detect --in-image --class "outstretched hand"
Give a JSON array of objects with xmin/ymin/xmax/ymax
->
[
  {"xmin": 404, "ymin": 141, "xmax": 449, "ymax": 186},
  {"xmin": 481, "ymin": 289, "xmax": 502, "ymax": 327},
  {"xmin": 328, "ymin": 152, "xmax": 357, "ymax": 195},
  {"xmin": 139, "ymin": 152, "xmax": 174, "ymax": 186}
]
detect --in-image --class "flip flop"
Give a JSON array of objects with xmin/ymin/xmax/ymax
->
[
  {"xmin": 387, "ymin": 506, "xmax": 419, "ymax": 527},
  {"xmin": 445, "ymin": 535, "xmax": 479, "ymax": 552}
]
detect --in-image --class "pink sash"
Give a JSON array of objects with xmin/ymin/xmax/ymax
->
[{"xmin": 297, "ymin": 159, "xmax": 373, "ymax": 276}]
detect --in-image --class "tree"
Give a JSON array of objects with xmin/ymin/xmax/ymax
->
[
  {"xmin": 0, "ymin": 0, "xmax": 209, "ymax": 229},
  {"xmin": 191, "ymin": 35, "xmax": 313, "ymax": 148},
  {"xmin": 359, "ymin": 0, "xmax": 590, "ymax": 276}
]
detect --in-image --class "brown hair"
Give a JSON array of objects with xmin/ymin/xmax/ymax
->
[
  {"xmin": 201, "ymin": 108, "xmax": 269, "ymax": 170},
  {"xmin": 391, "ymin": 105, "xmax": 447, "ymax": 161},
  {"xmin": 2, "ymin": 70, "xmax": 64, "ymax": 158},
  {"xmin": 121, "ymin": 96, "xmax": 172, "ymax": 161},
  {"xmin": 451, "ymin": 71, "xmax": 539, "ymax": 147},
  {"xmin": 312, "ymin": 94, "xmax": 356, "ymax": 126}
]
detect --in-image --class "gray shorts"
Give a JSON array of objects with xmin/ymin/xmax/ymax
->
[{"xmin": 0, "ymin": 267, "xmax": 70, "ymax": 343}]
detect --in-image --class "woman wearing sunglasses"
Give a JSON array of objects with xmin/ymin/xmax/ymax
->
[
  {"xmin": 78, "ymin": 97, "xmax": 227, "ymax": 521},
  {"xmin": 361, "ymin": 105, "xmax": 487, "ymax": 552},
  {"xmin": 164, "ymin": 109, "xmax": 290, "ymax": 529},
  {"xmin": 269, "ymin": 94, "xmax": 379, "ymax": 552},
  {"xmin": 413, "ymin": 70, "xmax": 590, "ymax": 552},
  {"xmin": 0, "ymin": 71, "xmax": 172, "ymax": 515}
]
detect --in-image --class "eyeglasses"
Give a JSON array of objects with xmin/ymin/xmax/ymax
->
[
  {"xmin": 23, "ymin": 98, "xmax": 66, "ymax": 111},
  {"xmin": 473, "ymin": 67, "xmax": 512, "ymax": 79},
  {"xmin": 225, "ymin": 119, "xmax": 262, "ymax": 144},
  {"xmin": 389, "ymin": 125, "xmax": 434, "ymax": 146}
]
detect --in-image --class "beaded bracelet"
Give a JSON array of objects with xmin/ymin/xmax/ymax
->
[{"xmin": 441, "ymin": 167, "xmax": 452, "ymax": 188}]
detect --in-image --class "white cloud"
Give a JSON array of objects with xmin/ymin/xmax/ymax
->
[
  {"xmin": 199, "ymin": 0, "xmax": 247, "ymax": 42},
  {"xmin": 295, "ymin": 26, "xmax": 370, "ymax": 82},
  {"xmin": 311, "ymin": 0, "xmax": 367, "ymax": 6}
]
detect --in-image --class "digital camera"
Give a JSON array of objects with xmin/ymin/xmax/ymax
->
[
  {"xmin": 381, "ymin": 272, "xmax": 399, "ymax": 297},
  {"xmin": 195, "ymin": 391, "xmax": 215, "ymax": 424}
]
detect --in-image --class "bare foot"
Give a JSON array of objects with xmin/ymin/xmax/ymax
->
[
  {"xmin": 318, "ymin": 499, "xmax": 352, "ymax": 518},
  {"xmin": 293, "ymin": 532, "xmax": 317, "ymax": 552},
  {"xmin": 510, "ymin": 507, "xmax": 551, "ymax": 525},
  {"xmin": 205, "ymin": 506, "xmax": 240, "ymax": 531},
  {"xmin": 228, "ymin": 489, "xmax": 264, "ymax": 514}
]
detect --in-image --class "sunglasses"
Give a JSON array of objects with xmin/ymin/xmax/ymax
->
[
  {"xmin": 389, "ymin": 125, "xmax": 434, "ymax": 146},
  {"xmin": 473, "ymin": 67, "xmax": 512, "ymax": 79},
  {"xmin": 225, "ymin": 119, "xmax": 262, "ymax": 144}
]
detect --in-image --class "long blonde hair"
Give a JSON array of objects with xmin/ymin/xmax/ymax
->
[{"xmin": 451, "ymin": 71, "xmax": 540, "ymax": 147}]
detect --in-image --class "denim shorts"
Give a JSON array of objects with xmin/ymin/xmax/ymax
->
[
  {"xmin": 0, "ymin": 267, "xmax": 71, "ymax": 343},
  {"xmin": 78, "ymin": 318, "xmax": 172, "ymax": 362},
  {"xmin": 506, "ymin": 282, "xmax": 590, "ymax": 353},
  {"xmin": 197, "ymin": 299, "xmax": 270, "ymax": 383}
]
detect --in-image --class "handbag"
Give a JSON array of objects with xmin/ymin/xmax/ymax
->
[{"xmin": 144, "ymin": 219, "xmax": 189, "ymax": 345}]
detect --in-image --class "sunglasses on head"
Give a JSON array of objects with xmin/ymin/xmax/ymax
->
===============
Pull out every line of the items above that contains the word "hair", copying each one in full. Case counts.

ANSWER FOR THIS EXERCISE:
detect --in-image --class "brown hair"
detect --in-image --class "long blonde hair"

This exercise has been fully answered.